Goal - The required output is the line that contains "of the national" plus every line after it in the listing below, copied exactly as it appears.

Records supplied -
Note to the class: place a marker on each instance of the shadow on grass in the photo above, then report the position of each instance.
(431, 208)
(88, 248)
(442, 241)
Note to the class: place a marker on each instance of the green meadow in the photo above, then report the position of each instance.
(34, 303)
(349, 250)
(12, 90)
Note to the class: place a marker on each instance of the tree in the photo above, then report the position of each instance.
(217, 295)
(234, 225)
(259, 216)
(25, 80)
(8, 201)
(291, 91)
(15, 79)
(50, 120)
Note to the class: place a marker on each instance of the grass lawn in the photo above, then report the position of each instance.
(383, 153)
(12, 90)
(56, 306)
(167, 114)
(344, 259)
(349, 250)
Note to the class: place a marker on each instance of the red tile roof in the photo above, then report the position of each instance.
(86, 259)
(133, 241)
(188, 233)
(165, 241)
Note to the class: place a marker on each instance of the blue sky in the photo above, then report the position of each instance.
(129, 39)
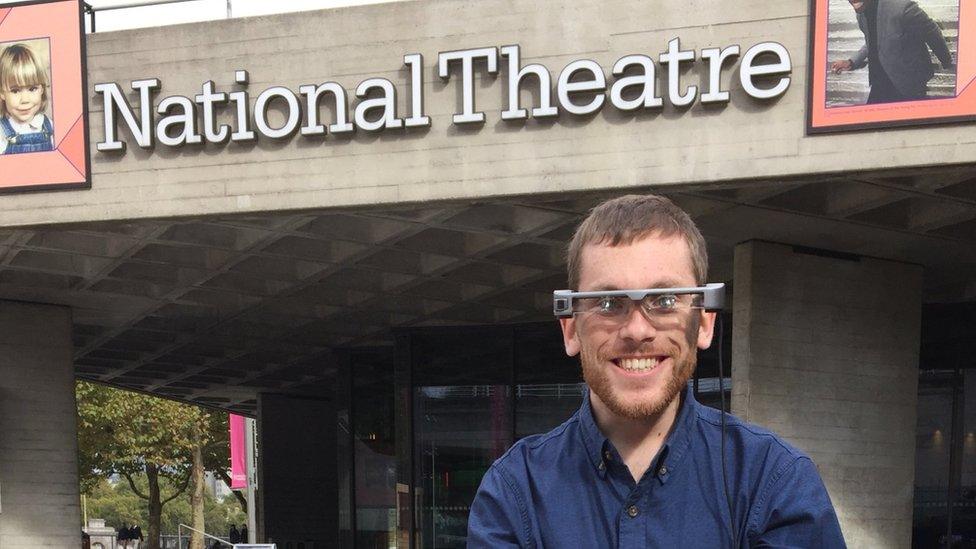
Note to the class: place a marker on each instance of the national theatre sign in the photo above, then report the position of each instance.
(582, 88)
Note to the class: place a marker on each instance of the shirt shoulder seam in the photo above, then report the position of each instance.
(752, 526)
(520, 502)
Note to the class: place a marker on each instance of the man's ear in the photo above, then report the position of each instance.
(570, 339)
(706, 328)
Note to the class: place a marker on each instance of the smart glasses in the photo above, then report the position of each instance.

Exercise answer -
Note to the class: place a marker on each instance of the national theatre sign in the photo above, then report the position of each instance.
(582, 88)
Note to the class: place a marker on each instance of the shirt shoulder seam in the photo above, then report the position of each instance.
(752, 526)
(520, 502)
Note to the class: place a marker on each instance of the man's ear in the photo above, then report the position of each instance.
(570, 339)
(706, 328)
Note to the class: place a marker on each instance of the smart glasses in the photo above, then report the position of each instance.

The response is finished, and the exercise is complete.